▶ **PROBLEM DETAILS**
Copy exactly the lines of the records below, and only those lines, beginning with the line that contains "134L102 153H121L118 144L93" and ending with the line that contains "positive clicks: (167, 168) (176, 170)".

Records excerpted from a collection:
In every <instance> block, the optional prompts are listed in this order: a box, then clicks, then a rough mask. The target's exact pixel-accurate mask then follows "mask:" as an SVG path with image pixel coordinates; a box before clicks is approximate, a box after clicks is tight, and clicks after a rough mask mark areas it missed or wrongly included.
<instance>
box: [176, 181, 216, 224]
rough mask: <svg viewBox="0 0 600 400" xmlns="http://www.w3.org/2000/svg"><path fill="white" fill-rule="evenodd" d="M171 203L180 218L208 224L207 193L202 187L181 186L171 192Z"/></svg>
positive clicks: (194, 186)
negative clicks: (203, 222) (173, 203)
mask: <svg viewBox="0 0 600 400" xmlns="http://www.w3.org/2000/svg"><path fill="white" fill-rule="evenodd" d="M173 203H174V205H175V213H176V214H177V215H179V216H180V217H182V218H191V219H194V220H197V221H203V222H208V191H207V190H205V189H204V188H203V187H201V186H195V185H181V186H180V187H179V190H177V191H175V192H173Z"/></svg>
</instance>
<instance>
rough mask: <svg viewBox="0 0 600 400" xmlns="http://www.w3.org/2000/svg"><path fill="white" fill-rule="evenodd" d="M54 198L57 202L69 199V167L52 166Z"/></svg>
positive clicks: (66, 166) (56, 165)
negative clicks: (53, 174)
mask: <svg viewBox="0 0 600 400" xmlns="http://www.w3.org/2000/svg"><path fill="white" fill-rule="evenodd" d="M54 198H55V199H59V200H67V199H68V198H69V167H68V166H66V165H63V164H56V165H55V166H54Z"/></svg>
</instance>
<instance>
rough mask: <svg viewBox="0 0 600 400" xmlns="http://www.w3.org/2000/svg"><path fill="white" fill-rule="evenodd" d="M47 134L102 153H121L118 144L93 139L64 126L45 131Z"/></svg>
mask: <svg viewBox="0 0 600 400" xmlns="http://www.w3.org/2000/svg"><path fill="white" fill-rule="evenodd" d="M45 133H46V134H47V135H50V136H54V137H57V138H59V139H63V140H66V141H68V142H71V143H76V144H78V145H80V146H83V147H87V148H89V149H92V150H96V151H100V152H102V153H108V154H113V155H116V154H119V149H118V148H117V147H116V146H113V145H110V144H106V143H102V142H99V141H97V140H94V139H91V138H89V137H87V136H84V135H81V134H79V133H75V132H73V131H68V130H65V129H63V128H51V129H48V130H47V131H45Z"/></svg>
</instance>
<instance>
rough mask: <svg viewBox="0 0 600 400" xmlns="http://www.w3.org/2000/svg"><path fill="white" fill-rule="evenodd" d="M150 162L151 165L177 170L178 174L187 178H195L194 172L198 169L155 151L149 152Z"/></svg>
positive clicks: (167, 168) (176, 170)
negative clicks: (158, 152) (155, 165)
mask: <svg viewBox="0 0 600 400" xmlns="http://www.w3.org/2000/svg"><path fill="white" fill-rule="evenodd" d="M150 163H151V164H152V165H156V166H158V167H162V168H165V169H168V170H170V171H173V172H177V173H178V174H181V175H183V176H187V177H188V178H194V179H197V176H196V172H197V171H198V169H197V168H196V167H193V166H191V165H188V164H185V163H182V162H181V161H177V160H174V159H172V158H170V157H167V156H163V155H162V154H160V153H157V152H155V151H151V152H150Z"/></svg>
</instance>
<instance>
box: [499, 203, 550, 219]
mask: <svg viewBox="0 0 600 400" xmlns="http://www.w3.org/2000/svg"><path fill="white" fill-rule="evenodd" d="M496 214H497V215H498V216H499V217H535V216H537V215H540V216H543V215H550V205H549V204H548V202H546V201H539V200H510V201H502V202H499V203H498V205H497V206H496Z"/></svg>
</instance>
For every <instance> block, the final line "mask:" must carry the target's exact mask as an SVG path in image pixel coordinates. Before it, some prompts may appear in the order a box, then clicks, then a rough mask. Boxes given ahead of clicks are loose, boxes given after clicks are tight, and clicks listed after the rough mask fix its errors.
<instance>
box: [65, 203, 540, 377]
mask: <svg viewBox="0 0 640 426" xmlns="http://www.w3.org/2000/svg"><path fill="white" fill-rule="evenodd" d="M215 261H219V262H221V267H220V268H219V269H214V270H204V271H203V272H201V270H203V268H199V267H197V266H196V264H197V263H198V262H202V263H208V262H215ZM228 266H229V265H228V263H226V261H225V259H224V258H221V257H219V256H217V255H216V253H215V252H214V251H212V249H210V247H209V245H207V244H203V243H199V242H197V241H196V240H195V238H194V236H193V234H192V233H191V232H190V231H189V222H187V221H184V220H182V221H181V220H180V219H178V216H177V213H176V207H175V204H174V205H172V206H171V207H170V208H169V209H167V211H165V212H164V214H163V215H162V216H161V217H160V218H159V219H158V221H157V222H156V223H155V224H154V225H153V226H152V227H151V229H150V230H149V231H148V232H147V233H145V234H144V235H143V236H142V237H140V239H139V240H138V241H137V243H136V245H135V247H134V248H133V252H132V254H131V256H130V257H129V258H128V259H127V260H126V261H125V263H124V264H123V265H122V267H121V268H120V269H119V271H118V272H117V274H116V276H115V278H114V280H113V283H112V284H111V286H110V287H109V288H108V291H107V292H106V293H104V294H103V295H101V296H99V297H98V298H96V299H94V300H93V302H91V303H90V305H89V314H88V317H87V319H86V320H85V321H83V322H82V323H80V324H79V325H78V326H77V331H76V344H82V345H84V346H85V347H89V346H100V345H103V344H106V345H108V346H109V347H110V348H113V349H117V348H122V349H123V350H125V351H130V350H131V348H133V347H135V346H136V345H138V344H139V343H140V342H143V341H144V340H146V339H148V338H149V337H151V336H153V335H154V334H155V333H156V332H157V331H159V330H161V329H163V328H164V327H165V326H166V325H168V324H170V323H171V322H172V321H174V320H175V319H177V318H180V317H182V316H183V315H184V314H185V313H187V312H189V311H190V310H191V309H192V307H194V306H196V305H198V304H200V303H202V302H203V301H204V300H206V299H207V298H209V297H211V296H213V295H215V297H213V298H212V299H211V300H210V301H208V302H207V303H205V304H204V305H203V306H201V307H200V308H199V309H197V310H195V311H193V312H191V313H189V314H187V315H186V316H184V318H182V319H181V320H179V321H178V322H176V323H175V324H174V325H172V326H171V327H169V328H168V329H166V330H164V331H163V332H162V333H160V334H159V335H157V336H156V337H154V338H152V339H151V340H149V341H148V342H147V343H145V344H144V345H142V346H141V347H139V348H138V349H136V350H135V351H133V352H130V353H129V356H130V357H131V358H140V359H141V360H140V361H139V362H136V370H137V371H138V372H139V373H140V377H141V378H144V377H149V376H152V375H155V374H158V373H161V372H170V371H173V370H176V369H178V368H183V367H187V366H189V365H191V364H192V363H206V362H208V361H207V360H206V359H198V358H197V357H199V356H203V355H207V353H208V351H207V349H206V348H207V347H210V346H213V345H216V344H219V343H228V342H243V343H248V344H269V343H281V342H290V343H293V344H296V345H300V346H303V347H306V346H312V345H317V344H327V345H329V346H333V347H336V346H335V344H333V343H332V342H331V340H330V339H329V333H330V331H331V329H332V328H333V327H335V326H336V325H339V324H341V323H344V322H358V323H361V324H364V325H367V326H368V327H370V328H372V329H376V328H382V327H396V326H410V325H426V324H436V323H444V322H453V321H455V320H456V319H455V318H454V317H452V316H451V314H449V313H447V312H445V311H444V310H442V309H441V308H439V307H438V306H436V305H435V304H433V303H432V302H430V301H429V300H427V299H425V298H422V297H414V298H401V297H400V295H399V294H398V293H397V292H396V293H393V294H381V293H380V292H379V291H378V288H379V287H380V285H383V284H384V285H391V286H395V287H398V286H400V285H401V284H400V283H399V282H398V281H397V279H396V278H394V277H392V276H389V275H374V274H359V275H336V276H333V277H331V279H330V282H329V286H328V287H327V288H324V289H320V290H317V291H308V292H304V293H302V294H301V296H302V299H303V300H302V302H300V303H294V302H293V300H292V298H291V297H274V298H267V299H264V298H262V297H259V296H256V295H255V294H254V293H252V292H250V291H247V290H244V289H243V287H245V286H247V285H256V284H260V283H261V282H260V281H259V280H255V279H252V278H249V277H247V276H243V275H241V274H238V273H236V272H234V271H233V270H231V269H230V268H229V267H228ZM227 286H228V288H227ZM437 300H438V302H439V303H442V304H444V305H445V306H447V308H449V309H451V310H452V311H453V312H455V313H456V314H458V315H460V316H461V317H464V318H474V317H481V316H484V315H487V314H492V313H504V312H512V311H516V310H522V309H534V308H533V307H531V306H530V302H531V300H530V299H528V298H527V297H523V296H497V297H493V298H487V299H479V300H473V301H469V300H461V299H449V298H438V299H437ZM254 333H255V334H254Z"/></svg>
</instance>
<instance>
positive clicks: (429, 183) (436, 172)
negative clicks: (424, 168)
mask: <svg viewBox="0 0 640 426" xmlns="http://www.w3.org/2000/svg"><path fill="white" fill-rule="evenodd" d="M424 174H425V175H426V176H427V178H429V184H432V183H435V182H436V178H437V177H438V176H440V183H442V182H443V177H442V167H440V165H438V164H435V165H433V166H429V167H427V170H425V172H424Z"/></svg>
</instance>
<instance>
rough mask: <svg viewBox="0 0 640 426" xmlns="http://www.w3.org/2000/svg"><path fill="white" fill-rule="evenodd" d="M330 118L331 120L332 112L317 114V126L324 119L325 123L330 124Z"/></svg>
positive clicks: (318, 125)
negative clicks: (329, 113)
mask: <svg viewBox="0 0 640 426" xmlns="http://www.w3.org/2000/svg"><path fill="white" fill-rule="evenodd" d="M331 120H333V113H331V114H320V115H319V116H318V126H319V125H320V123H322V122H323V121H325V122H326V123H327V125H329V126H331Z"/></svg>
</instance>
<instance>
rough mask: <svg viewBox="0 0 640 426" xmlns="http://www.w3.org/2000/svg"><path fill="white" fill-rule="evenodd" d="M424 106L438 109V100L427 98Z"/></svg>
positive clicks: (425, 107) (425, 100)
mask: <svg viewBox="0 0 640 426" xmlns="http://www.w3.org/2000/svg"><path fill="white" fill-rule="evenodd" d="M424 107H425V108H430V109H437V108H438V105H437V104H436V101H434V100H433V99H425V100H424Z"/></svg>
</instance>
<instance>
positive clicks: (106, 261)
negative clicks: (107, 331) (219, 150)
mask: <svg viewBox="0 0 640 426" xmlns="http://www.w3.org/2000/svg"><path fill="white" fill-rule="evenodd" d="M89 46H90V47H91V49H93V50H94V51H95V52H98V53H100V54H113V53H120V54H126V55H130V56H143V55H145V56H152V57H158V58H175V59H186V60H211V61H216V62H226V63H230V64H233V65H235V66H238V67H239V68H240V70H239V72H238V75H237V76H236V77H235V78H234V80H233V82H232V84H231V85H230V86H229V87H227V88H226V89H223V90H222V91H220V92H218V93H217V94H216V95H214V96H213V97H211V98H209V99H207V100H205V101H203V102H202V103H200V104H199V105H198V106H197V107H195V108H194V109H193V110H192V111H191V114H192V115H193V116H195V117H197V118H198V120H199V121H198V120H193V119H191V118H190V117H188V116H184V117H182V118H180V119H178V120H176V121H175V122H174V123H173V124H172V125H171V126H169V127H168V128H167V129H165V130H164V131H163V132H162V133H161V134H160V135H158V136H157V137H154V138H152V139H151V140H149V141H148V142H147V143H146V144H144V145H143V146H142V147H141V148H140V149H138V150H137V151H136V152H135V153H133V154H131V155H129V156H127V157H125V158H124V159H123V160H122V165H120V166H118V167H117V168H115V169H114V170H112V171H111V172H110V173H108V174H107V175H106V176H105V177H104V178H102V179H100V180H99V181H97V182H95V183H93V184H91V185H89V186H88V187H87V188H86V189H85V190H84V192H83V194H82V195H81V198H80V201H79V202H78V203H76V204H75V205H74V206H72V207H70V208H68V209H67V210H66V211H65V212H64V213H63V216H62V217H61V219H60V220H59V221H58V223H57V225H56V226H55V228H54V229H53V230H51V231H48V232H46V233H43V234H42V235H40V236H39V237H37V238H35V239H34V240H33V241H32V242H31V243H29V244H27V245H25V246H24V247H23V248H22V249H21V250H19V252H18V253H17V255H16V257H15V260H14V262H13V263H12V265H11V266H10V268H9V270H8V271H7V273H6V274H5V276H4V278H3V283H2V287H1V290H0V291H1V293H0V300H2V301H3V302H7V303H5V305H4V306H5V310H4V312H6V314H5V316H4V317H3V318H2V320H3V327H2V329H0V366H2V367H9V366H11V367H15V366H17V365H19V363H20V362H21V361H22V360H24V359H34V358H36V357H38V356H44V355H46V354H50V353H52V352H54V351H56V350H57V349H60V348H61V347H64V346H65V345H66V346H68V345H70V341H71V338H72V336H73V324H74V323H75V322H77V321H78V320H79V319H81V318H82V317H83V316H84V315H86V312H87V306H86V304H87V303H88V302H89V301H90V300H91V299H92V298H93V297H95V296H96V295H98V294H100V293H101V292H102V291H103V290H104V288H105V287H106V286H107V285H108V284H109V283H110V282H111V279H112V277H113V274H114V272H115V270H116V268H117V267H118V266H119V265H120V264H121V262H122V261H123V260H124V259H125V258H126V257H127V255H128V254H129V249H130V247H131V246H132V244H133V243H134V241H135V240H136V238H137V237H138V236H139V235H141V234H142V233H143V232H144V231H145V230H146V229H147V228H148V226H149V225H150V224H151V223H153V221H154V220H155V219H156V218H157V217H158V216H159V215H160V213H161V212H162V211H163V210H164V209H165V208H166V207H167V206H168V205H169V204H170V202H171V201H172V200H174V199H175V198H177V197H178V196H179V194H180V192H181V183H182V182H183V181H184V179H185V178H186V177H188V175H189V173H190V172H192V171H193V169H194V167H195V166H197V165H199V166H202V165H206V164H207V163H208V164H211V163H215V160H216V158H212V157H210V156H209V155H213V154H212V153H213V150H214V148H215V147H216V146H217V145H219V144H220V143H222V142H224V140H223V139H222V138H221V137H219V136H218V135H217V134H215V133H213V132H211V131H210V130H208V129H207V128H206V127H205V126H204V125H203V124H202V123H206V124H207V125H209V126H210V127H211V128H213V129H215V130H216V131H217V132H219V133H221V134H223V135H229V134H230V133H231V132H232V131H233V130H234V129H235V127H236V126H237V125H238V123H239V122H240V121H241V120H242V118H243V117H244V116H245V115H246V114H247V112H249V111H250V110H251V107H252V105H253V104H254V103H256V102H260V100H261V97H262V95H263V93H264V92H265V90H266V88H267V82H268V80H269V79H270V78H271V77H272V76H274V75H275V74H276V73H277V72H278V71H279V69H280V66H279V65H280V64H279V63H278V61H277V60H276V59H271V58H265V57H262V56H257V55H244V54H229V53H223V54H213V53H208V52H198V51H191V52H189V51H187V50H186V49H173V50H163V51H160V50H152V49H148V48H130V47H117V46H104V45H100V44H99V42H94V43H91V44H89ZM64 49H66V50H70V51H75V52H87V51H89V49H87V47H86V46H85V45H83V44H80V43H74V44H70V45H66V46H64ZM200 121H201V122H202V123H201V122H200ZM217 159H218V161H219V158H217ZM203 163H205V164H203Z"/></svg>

▶ **WRITTEN ANSWER**
rough mask: <svg viewBox="0 0 600 400" xmlns="http://www.w3.org/2000/svg"><path fill="white" fill-rule="evenodd" d="M47 134L102 153H121L118 144L93 139L64 126L45 131Z"/></svg>
mask: <svg viewBox="0 0 600 400" xmlns="http://www.w3.org/2000/svg"><path fill="white" fill-rule="evenodd" d="M45 133H46V134H47V135H50V136H54V137H57V138H59V139H63V140H66V141H68V142H71V143H76V144H78V145H80V146H83V147H87V148H89V149H92V150H96V151H100V152H102V153H108V154H113V155H116V154H119V149H118V148H117V147H116V146H113V145H110V144H106V143H102V142H99V141H97V140H94V139H91V138H89V137H87V136H84V135H81V134H79V133H75V132H73V131H68V130H65V129H63V128H51V129H48V130H47V131H45Z"/></svg>
</instance>
<instance>
rough mask: <svg viewBox="0 0 600 400" xmlns="http://www.w3.org/2000/svg"><path fill="white" fill-rule="evenodd" d="M150 162L151 165L177 170L178 174L187 178H195L194 172L198 169L155 151L149 152Z"/></svg>
positive clicks: (167, 168) (176, 170)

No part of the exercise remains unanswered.